***** DATA LINES

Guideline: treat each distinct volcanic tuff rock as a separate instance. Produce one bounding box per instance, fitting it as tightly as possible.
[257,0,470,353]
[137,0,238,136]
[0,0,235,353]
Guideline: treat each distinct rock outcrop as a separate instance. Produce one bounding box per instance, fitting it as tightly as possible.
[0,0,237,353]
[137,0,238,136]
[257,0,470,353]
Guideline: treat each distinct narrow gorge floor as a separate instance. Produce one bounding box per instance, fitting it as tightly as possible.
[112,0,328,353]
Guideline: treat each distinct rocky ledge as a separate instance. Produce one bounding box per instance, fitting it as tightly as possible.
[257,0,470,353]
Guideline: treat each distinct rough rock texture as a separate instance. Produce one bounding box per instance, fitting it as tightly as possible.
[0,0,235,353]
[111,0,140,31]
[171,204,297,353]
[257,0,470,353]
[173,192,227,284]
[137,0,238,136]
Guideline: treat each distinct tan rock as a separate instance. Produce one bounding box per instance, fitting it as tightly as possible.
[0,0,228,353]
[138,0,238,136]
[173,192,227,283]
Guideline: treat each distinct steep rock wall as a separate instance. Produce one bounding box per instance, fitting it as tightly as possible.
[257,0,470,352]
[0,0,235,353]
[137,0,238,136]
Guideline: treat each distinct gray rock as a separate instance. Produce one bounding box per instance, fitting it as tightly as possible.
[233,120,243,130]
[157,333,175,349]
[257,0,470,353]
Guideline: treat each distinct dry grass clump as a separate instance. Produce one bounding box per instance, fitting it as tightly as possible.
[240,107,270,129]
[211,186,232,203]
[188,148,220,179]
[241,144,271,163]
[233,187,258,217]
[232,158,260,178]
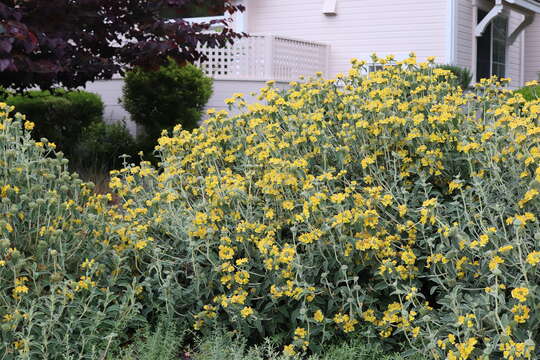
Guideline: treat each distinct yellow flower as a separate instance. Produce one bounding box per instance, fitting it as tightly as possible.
[281,200,294,210]
[24,121,35,131]
[219,245,234,260]
[527,251,540,266]
[283,344,296,356]
[488,256,504,271]
[240,306,253,318]
[512,288,529,302]
[512,304,530,324]
[234,270,249,285]
[294,328,307,339]
[313,310,324,322]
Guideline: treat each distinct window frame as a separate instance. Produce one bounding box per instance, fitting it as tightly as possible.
[474,6,510,81]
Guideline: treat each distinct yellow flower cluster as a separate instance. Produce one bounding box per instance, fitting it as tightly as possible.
[89,55,540,359]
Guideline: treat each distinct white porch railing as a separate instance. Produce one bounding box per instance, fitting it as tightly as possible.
[195,34,329,81]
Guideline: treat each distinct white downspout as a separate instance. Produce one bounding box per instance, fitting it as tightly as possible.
[519,30,527,87]
[446,0,457,65]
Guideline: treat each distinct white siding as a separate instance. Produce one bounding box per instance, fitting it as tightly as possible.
[247,0,448,75]
[525,14,540,82]
[456,0,474,70]
[506,11,523,88]
[206,80,288,114]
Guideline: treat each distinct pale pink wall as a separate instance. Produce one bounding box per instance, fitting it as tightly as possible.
[247,0,448,75]
[525,14,540,81]
[456,0,528,88]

**********

**AIM:**
Rewrite the lines from the one containing "Guideline: treat each distinct yellow flower cluster" through the one containing "[446,0,457,65]", changing "porch railing" to "balcony railing" and leaving everything else unchanged. Give back only those lines.

**ANSWER FOR THIS EXERCISE:**
Guideline: treat each distinct yellow flower cluster as a separate instance. Produce one bounding box per instance, fitting it as tightly as possible.
[89,55,540,359]
Guideline: treat each distinct white balcony railing as a separate instance. Produce one bounding box per instance, fitting it as tightly as possible.
[195,34,329,81]
Guideline: treat each distinct white downspout as a separate instance. Produce one bounding box per instance, fitting it as tightly as possible.
[519,30,527,87]
[446,0,457,65]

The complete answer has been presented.